--- begin Source ---

Guest Contributor: Larissa Lam (@larissalam)
For weeks we have endured endless chatter about #OscarsSoWhite and how to better increase diversity in Hollywood. Now that the awards season has officially ended and the Academy Awards have been handed out, I can finally give my two cents about this.
I watched the Oscars knowing that the acting categories were going to be swept by white actors – after all, only white actors had been nominated. Yet, I could tell that the producers of the show, one of whom was Reginald Hudlin, a black film producer and former BET president, were trying to at least showcase diversity among the chosen presenters. I was happy to see Priyanka Chopra, Lee Byung-Hun and Olivia Munn presenting awards. Diversity was on display in some categories: Mexican filmmaker Alejandro Inarritu won Best Director for The Revenant, Indian-British director Asif Kapadia won for the documentary Amy, Chileans, Gabriel Osorio Vargas and Pato Escala Peirart, won for Best Animated Short, and Pakistani-Canadian filmmaker Sharmeen Obaid-Chinoy won for Best Documentary Short.
Ok, so the Oscars were not completely white. But, they came pretty close to being so, and that’s because Hollywood is, itself, exclusionary.
The night included comedy bits skewering the lack of black actors in Oscar-nominated films. It was hilarious to see Whoopi Goldberg crashing Jennifer Lawrence’s Joy, Leslie Jones terrorize Leonardo DiCaprio in The Revenant, Tracy Morgan be The Danish Girl, and Chris Rock get left in space as The Martian. The point was well made that black actors rarely get the opportunity to star in these types of movies. Along the same lines, recent studies have shown that only 1% of Hollywood’s leading roles go to Asian American actors. Films like The Martian and Aloha came under fire this past year for failing to cast actors of Asian descent in roles that were originally written as Asian American. Yet, this “whitewashing” of Asian American characters has received scant attention from the industry. I guess it doesn’t matter enough.

--- end Source ---

Request a
In the article on the Oscars, what share of Hollywood's leading roles do recent studies say go to Asian American actors?
The article on the Oscars and the rows that follow it come from separate sources.

--- begin Material for the task ---

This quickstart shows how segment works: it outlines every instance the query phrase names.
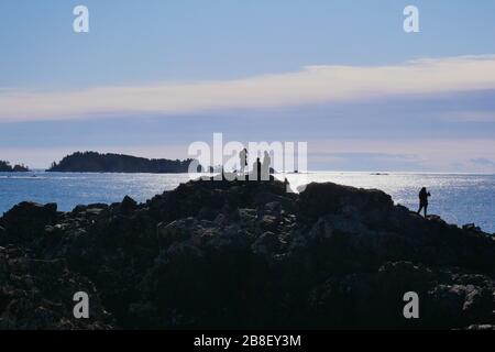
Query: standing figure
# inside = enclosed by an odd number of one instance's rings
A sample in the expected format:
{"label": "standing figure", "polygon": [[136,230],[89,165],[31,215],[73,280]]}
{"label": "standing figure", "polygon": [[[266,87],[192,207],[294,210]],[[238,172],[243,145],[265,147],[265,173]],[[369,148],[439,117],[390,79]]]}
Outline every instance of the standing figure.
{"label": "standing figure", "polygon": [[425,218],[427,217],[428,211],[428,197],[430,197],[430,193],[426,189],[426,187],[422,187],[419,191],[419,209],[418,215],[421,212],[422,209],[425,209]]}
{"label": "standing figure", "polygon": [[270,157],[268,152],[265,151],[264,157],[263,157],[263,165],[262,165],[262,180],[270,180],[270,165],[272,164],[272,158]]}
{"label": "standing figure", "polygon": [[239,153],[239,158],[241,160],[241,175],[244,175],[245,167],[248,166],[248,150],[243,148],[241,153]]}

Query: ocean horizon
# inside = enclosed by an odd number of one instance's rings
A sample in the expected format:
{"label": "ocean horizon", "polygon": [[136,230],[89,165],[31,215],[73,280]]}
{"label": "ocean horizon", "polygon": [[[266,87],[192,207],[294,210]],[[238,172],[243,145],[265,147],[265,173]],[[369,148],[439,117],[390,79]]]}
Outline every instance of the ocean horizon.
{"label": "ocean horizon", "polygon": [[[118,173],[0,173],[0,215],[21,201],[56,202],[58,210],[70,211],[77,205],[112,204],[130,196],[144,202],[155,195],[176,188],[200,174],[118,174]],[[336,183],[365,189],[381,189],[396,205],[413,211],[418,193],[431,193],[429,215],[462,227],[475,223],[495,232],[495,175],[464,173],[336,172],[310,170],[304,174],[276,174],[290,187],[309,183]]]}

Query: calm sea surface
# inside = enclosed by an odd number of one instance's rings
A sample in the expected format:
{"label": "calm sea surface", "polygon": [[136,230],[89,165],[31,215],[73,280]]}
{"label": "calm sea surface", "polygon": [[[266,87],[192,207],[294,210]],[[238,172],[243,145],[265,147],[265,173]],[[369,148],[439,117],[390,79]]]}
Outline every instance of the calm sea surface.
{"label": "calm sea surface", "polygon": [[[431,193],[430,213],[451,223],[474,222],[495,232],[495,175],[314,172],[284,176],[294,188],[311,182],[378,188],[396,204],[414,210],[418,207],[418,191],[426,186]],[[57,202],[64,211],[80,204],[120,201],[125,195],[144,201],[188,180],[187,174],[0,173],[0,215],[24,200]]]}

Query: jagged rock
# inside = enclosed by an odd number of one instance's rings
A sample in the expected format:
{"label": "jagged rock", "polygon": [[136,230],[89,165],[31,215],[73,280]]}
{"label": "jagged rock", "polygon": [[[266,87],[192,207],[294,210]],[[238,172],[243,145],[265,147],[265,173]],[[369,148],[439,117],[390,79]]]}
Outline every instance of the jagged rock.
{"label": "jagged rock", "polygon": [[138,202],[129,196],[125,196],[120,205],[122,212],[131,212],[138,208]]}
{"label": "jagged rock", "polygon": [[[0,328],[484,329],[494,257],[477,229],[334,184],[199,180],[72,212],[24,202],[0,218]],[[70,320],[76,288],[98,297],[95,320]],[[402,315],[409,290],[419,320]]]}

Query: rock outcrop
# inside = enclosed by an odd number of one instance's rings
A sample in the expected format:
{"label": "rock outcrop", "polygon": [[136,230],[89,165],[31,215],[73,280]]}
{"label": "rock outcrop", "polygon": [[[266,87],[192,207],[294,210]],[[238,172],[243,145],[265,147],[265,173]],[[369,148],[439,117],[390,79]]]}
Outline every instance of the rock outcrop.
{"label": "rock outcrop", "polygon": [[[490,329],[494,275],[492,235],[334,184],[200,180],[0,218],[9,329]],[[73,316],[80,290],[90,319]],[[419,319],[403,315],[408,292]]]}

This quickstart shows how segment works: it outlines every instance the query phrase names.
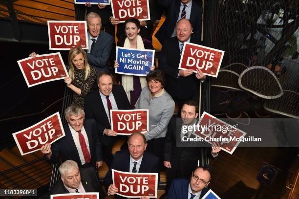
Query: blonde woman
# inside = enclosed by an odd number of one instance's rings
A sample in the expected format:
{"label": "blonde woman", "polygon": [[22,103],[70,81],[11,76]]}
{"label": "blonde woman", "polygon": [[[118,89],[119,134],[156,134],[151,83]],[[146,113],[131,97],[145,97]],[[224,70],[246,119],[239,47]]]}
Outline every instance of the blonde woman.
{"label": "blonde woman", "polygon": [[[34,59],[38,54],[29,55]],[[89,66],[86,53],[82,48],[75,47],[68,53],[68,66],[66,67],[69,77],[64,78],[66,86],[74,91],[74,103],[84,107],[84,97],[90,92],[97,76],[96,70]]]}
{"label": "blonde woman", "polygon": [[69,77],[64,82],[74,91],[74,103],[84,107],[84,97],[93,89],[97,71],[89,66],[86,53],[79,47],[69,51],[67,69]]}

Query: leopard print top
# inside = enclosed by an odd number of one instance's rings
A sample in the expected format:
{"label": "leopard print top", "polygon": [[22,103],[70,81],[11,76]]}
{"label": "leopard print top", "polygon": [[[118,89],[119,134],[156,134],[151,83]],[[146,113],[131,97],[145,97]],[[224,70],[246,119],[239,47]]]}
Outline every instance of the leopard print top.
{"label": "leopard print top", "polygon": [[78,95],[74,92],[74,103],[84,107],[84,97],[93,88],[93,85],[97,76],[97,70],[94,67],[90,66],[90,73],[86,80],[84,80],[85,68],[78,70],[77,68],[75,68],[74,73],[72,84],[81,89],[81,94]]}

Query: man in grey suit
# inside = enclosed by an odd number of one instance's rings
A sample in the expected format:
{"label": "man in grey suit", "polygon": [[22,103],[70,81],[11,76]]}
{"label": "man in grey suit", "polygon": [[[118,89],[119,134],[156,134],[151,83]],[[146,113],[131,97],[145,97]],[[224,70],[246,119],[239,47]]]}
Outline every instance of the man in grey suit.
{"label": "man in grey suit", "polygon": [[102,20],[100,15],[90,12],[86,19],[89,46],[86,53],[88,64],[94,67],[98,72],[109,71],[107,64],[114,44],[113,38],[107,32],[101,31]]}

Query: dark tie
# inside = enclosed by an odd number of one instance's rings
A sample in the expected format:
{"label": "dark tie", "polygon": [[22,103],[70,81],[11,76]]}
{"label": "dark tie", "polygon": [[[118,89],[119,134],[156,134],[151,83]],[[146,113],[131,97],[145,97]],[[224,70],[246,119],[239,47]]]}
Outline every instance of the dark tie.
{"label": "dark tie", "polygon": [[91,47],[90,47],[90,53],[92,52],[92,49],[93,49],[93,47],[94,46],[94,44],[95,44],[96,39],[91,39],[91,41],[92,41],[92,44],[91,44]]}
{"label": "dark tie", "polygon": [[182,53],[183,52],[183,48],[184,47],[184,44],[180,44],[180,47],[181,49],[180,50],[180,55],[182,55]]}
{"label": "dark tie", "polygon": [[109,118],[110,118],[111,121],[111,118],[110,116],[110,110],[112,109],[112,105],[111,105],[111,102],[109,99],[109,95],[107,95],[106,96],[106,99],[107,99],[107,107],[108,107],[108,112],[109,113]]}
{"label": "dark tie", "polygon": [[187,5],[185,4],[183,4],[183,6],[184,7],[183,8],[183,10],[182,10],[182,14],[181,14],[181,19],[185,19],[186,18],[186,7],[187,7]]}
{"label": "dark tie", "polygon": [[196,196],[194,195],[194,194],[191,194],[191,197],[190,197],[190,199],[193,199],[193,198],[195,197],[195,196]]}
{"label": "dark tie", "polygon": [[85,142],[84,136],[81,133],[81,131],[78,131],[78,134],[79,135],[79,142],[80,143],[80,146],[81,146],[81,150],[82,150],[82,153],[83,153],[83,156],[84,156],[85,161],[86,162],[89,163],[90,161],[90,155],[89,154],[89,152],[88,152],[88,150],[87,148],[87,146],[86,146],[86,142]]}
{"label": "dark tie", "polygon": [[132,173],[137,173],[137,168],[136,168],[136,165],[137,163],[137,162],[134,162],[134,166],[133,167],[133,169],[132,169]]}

--- end Material for the task ---
--- begin Material for the task ---

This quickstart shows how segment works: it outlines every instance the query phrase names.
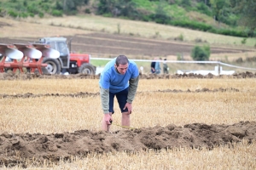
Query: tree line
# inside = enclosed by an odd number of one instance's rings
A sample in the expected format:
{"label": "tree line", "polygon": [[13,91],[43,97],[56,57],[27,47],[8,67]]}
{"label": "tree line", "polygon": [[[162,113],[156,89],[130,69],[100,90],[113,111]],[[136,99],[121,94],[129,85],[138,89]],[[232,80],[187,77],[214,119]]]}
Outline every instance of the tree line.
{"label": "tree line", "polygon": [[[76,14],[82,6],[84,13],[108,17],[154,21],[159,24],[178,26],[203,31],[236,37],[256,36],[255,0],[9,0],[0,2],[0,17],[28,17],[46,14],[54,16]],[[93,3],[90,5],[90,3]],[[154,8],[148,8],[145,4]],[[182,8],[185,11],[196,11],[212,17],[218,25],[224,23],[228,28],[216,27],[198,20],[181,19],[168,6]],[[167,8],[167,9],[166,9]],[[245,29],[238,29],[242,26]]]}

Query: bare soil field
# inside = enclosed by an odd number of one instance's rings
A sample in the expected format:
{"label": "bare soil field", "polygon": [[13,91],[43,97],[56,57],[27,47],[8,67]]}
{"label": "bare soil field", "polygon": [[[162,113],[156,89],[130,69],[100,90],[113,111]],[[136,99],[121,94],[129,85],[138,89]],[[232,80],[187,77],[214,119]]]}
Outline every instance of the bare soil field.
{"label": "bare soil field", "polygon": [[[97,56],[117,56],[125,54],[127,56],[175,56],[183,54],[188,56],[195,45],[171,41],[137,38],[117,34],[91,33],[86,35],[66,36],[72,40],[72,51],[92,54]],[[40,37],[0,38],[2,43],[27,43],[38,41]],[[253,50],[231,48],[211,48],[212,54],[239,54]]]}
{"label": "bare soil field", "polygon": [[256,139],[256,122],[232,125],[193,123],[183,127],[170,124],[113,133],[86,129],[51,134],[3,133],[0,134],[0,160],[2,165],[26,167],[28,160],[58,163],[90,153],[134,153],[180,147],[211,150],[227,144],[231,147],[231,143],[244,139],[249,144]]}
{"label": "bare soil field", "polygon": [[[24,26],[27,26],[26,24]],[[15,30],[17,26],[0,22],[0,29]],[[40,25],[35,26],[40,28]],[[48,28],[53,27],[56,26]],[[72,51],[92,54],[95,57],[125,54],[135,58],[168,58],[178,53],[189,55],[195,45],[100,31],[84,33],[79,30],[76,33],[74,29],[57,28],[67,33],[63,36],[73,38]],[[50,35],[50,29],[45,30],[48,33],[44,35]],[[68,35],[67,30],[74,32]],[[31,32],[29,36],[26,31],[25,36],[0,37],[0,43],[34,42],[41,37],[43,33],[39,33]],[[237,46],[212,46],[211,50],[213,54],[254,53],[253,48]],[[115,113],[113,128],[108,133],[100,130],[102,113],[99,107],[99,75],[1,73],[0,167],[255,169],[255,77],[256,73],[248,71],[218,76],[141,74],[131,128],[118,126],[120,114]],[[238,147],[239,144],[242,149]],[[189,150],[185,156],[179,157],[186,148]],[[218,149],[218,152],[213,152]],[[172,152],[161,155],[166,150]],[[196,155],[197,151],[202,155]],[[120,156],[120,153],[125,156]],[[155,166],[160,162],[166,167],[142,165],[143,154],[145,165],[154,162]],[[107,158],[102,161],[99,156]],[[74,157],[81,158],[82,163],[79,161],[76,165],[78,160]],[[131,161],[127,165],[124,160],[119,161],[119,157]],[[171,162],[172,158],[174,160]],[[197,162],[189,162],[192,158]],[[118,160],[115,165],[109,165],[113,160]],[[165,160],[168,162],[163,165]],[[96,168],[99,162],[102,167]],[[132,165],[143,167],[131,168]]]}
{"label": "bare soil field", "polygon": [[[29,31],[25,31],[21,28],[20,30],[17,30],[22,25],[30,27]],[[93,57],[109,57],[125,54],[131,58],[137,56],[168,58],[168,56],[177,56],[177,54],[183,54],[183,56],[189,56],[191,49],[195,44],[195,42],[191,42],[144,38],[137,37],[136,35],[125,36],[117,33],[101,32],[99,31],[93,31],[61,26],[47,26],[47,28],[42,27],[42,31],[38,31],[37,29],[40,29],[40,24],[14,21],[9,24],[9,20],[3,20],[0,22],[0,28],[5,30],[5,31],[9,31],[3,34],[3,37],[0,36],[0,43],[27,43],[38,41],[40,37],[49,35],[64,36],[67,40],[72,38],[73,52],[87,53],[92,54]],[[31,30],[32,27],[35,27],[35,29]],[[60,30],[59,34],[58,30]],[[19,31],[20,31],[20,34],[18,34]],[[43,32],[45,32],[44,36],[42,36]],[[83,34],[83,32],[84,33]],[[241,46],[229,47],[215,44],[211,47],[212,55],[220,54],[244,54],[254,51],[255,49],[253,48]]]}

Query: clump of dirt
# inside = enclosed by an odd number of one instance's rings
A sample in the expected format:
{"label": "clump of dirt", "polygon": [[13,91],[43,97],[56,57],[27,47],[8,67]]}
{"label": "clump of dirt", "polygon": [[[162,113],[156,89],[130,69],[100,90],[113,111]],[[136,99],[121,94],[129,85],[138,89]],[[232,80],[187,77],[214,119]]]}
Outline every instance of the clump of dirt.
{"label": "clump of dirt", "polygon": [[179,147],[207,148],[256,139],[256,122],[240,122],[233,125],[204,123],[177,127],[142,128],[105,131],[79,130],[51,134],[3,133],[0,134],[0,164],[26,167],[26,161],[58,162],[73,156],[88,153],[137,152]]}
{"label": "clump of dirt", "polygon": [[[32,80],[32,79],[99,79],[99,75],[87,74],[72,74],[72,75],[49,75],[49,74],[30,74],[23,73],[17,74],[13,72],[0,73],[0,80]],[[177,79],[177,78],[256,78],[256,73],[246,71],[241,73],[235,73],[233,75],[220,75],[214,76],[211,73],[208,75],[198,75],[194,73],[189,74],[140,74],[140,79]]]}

--- end Material for the task ---

Request b
Duplicate the part of the rows that opens with the line containing "Query: clump of dirt" and closes with the line containing "Outline every instance of the clump of dirt.", including both of those lines.

Expected output a
Only 1%.

Expected output b
Query: clump of dirt
# inside = enclosed by an odd number of one instance's rings
A sample in the expected format:
{"label": "clump of dirt", "polygon": [[13,91],[43,97],[56,57],[27,47],[8,67]]}
{"label": "clump of dirt", "polygon": [[[162,113],[156,89],[130,69],[100,90],[113,111]],[[136,99],[121,94],[129,85],[138,89]],[[232,80],[187,77],[214,119]]]}
Outline every instance of the clump of dirt.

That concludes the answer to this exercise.